- EXERCISE AIM:
From the records below, pull out every line that contains the word "pendant" and copy each one unchanged.

- SUPPLIED MATERIAL:

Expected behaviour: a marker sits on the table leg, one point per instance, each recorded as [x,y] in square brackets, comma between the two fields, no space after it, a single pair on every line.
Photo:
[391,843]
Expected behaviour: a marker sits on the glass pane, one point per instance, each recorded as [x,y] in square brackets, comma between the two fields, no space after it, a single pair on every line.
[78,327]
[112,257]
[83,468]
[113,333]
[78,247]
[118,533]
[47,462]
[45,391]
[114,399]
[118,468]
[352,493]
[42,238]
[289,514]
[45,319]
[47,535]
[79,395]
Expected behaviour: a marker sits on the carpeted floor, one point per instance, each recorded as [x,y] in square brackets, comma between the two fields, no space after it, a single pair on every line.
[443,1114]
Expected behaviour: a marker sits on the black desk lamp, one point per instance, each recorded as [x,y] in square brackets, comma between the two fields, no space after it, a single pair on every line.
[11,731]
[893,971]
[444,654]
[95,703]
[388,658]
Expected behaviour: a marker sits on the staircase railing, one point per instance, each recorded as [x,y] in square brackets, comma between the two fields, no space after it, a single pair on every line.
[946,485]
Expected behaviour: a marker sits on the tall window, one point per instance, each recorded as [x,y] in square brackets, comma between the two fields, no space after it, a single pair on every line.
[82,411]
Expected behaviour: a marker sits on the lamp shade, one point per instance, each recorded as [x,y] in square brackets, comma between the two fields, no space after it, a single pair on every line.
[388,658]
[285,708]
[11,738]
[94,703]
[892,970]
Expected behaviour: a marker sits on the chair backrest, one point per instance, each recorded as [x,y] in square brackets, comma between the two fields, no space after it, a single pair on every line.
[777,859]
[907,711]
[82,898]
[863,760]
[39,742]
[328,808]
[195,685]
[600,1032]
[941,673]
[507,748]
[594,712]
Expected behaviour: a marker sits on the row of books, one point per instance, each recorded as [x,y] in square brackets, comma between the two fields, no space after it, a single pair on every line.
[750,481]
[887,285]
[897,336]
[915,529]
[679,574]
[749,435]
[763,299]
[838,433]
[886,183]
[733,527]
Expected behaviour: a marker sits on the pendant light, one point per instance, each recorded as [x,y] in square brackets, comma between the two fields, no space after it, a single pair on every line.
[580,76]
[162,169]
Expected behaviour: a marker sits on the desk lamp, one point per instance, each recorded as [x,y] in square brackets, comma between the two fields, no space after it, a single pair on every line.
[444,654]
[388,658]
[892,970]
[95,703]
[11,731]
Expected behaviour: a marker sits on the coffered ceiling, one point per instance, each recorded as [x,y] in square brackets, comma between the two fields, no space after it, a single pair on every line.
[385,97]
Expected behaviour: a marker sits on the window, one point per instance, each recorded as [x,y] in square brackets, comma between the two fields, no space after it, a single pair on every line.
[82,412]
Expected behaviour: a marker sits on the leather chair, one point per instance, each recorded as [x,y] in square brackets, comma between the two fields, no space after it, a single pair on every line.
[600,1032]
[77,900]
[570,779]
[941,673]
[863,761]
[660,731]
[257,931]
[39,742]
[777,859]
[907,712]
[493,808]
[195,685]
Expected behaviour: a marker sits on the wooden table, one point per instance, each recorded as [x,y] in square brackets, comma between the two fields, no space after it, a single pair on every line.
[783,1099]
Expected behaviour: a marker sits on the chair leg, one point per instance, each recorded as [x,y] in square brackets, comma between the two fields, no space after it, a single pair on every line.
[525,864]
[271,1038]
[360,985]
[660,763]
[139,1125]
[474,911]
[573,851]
--
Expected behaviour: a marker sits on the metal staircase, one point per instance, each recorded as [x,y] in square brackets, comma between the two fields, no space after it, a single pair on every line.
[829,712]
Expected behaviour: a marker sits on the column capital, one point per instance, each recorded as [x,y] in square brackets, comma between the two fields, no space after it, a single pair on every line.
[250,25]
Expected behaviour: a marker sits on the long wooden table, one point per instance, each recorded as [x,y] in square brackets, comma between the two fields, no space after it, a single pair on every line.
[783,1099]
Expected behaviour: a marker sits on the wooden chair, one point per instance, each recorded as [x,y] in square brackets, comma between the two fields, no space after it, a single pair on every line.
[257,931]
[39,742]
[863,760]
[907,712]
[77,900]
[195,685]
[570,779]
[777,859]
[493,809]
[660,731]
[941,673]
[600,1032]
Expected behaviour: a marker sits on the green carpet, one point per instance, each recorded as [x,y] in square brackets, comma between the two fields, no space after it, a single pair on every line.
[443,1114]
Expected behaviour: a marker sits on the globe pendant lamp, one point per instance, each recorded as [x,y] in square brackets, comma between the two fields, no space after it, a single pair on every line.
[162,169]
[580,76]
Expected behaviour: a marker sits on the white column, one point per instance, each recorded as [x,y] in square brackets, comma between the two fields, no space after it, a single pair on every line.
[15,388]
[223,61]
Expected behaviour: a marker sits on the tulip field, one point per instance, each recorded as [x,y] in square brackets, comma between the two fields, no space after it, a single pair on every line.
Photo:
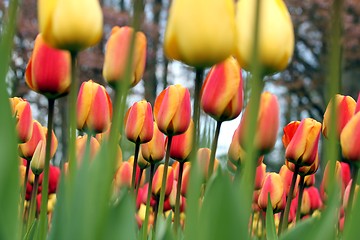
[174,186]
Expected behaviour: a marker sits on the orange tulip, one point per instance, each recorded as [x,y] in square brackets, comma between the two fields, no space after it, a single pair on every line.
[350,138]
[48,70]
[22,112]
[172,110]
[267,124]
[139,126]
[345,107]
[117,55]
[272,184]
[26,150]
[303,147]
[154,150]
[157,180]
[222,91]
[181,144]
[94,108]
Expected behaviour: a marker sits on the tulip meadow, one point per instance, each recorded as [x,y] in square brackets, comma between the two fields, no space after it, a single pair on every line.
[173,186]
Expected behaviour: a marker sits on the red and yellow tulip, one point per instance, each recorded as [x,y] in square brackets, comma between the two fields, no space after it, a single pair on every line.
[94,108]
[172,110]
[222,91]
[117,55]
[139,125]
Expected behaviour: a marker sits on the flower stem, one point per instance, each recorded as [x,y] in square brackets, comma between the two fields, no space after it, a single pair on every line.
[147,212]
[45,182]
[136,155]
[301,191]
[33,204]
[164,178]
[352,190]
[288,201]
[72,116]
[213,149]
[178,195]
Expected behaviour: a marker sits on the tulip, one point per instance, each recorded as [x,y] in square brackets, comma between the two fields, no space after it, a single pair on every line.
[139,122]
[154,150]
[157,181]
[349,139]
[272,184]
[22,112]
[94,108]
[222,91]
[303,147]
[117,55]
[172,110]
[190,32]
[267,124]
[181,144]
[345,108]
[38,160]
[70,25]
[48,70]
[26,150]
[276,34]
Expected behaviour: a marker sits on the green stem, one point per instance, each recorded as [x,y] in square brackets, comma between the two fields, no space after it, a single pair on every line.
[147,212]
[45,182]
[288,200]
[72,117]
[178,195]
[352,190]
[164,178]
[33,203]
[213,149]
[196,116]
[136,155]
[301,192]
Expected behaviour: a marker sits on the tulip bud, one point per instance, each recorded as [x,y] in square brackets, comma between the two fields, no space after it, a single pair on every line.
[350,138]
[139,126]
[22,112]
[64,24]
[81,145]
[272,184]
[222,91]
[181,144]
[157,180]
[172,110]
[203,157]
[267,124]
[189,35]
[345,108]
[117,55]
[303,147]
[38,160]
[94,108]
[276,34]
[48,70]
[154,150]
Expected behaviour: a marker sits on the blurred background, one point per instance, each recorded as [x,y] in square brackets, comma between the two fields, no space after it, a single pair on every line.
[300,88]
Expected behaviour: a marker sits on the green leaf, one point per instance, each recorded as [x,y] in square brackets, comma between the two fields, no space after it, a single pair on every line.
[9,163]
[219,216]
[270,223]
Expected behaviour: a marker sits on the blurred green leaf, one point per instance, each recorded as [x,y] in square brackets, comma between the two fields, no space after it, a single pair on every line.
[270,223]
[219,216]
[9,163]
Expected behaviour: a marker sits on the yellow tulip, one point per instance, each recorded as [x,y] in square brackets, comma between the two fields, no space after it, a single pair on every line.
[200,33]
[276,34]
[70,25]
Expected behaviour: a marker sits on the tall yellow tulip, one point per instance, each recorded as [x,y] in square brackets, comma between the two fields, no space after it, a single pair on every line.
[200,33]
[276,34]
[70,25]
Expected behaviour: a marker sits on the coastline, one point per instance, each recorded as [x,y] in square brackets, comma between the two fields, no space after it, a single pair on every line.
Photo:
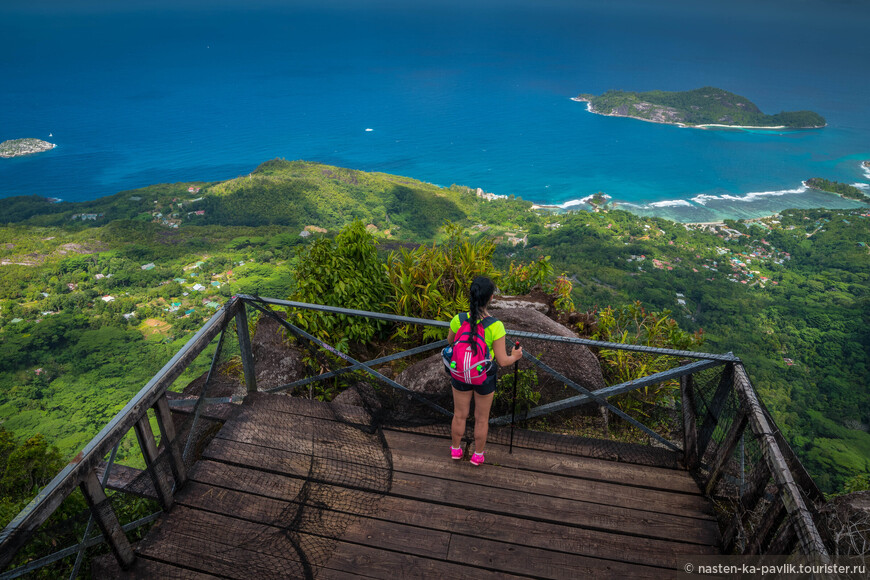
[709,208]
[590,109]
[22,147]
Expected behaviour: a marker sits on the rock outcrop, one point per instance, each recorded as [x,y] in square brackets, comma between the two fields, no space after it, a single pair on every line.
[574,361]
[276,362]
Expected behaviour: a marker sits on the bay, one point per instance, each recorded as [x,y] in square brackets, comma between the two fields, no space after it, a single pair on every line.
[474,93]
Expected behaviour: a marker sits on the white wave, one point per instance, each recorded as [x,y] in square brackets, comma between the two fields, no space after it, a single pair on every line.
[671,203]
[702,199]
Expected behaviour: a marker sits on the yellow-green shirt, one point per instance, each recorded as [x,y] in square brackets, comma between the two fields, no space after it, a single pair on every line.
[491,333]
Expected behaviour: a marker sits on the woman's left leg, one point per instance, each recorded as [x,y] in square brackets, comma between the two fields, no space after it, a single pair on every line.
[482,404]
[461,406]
--
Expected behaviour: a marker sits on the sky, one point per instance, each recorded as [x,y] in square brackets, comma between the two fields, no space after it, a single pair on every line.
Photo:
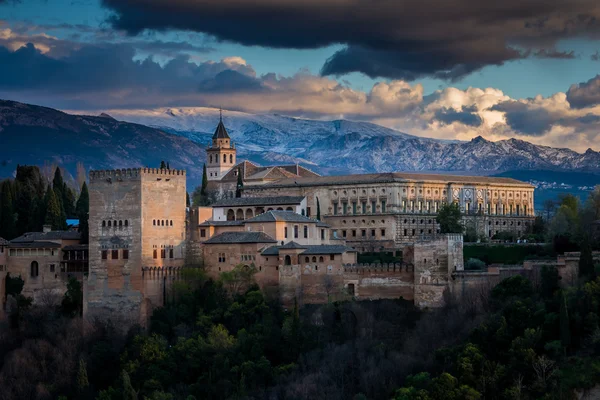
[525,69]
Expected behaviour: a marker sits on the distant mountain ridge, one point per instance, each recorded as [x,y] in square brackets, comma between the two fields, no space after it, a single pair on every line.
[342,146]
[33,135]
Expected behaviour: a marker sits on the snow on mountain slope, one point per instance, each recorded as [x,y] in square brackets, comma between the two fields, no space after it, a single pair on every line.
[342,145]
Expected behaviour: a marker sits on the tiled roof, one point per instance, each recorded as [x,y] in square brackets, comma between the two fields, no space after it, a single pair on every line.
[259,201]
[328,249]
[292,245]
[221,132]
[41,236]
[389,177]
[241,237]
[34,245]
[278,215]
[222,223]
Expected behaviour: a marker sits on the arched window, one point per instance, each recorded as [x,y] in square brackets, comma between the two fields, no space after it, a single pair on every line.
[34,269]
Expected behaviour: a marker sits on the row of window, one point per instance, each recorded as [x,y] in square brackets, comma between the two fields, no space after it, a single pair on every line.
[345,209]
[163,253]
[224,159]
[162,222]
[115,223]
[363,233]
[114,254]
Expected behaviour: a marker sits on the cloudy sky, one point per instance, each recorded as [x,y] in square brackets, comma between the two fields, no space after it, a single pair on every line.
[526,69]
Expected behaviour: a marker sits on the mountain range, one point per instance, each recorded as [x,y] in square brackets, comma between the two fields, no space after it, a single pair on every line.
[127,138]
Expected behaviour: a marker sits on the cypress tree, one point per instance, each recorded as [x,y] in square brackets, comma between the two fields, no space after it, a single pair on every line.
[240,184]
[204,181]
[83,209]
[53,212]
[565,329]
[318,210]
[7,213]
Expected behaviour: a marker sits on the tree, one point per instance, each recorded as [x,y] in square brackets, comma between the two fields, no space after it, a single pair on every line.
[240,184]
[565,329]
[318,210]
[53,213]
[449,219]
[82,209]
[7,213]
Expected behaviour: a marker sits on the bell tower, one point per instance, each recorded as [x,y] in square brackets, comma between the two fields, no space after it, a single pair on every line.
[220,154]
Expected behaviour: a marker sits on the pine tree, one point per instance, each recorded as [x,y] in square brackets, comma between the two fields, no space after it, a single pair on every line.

- THE RESPONSE:
Expected behaviour: a marker sits on the pendant light, one point per instance, each recorded as [x,y] in square brackets, comma between the two fields, no space after it, a single pair on every line.
Expected behaviour: a marker sits on the globe pendant lamp, one point per instance, each recorded as [x,y] in square brackets, comma between the two fields, no space after it, a single pair on every line.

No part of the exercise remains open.